Please reproduce the records, omitting nothing and changing nothing.

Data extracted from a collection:
⟨

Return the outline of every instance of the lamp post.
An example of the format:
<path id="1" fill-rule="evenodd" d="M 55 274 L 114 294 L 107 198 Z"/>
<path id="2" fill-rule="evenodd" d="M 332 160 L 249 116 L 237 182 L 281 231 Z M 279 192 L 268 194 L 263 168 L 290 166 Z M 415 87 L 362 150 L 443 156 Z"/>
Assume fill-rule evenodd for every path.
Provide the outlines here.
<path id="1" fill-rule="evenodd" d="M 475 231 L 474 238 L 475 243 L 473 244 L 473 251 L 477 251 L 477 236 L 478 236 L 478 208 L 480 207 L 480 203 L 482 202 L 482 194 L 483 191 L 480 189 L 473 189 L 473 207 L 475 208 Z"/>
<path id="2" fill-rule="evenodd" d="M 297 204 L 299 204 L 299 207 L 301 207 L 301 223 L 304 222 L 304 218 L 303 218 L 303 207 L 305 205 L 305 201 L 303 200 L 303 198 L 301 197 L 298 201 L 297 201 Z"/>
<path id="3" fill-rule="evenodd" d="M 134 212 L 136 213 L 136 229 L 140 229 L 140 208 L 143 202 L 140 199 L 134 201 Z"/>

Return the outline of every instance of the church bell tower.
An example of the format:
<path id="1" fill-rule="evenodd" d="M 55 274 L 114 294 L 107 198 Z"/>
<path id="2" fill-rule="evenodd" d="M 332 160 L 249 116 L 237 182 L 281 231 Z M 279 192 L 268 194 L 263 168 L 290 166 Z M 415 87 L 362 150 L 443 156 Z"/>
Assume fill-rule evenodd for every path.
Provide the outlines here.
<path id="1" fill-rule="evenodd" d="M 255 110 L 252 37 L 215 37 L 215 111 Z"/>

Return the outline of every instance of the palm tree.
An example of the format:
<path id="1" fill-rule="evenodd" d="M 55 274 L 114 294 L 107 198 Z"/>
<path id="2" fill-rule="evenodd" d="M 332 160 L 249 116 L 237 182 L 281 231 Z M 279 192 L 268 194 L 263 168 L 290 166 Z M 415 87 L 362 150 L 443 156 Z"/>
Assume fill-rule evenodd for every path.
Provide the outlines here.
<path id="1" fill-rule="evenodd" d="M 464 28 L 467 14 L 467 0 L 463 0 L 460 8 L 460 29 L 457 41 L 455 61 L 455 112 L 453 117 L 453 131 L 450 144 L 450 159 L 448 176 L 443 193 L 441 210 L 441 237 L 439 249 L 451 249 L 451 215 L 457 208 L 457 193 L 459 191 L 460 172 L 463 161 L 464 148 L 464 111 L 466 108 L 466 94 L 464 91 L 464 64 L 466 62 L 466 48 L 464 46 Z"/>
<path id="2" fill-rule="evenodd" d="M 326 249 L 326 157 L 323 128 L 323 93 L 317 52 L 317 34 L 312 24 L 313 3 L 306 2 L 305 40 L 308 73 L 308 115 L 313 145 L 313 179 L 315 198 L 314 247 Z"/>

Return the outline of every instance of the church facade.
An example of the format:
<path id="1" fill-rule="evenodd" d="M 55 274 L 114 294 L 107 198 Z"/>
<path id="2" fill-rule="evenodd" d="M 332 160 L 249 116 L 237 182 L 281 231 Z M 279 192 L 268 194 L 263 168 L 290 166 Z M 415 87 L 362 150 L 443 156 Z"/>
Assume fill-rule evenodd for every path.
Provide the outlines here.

⟩

WORKED SOLUTION ::
Return the outline of every instance of the lamp post.
An example of the format:
<path id="1" fill-rule="evenodd" d="M 55 274 L 114 294 L 107 198 Z"/>
<path id="2" fill-rule="evenodd" d="M 332 160 L 249 116 L 237 182 L 281 231 Z M 279 192 L 268 194 L 263 168 L 290 166 Z M 415 87 L 362 150 L 443 156 Z"/>
Assume fill-rule evenodd for every path.
Provide the outlines here.
<path id="1" fill-rule="evenodd" d="M 475 231 L 474 238 L 475 243 L 473 244 L 473 251 L 477 251 L 477 236 L 478 236 L 478 208 L 480 207 L 480 203 L 482 202 L 482 194 L 483 191 L 480 189 L 473 189 L 473 207 L 475 208 Z"/>
<path id="2" fill-rule="evenodd" d="M 297 204 L 299 204 L 299 207 L 301 207 L 301 223 L 304 222 L 304 218 L 303 218 L 303 207 L 305 205 L 305 201 L 303 200 L 303 198 L 301 197 L 298 201 L 297 201 Z"/>
<path id="3" fill-rule="evenodd" d="M 134 212 L 136 213 L 136 229 L 140 229 L 140 208 L 143 202 L 140 199 L 134 201 Z"/>

Return the outline of every instance of the church bell tower.
An example of the format:
<path id="1" fill-rule="evenodd" d="M 55 274 L 114 294 L 107 198 Z"/>
<path id="2" fill-rule="evenodd" d="M 332 160 L 249 116 L 237 182 L 281 231 Z M 279 192 L 268 194 L 263 168 L 290 166 Z M 415 87 L 362 150 L 443 156 Z"/>
Assume fill-rule evenodd for every path.
Provide the outlines here.
<path id="1" fill-rule="evenodd" d="M 255 110 L 252 37 L 215 37 L 215 111 Z"/>

Return the outline of every instance of the palm tree.
An example of the format:
<path id="1" fill-rule="evenodd" d="M 55 274 L 114 294 L 107 198 Z"/>
<path id="2" fill-rule="evenodd" d="M 332 160 L 249 116 L 237 182 L 281 231 Z M 279 192 L 268 194 L 263 168 L 290 166 Z M 415 87 L 362 150 L 443 156 Z"/>
Assume fill-rule evenodd for every path.
Provide the outlines here.
<path id="1" fill-rule="evenodd" d="M 464 28 L 467 14 L 467 0 L 463 0 L 460 8 L 460 29 L 457 41 L 455 61 L 455 112 L 453 117 L 453 131 L 450 144 L 450 159 L 448 176 L 443 193 L 441 210 L 441 237 L 439 249 L 451 249 L 451 215 L 457 208 L 457 193 L 459 191 L 460 172 L 463 161 L 464 148 L 464 111 L 466 108 L 466 94 L 464 91 L 464 64 L 466 62 L 466 48 L 464 46 Z"/>
<path id="2" fill-rule="evenodd" d="M 326 249 L 326 157 L 323 128 L 323 93 L 317 52 L 317 34 L 312 24 L 313 3 L 306 2 L 305 40 L 308 73 L 308 115 L 313 145 L 313 179 L 315 198 L 314 247 Z"/>

Return the outline of every instance of the church facade.
An example of the format:
<path id="1" fill-rule="evenodd" d="M 55 274 L 114 294 L 107 198 Z"/>
<path id="2" fill-rule="evenodd" d="M 332 160 L 249 116 L 237 182 L 281 231 Z M 279 192 L 268 194 L 263 168 L 290 166 Z M 415 87 L 362 150 L 443 156 Z"/>
Assume fill-rule evenodd for every path.
Provide the outlines here.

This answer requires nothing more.